Recorded data:
++++
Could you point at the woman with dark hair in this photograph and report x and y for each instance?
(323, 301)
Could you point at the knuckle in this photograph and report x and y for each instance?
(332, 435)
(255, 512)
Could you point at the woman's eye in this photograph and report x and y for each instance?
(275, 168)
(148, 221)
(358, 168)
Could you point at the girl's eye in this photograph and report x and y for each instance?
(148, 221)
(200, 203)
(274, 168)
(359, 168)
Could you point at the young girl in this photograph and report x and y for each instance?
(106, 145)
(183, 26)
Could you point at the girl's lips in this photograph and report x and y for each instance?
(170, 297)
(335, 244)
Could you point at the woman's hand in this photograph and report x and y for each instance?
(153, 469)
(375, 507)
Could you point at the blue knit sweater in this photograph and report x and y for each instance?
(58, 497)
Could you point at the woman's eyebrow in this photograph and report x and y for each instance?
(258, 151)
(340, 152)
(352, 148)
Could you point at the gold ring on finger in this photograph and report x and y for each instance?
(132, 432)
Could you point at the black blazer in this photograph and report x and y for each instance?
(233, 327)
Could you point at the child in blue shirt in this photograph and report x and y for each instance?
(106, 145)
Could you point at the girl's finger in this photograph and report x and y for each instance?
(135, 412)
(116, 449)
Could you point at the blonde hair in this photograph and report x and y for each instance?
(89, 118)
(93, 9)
++++
*INSTRUCTIONS TO FOLLOW*:
Your task is to retype the data exactly, with no line missing.

*RESPONSE FOR THIS EXERCISE*:
Could you point at the woman with dark hair in this photograph and report x and y for each instance?
(323, 301)
Could you point at the knuckle in this photograph and report x and y for each instance?
(332, 435)
(255, 512)
Could you point at the woman's eye in this photograph and report x and y for each instance?
(275, 168)
(148, 221)
(358, 168)
Could you point at the girl's eye in this photograph and report x and y for each instance?
(148, 221)
(200, 203)
(274, 168)
(359, 168)
Could you point at the young girl in this photograph and report x and y for each instance?
(106, 145)
(183, 26)
Could you point at the girl's lips in this photograph and report x and y for each instance?
(170, 297)
(335, 244)
Could you point at the woman's hand in this photograph and report x and y for each instance?
(153, 469)
(375, 507)
Could you point at the blue knit sweater in this photograph and report x and y for each instance?
(58, 497)
Could you point at the woman's eyebrow in this photograph and report x and y for each instance?
(258, 151)
(340, 152)
(352, 148)
Could you point at the gold ring on finger in this photograph and report x and y for each instance?
(132, 432)
Could you point at the black blazer in this photograph and report x and y for each instance?
(233, 327)
Could you point at the child in blue shirt in this photograph and report x and y for each instance?
(106, 145)
Could you point at the girl's finger in this photograph and report x and y for each instance?
(135, 412)
(116, 449)
Could you point at the blonde hair in this photograph and report x and y for each instance?
(89, 118)
(93, 9)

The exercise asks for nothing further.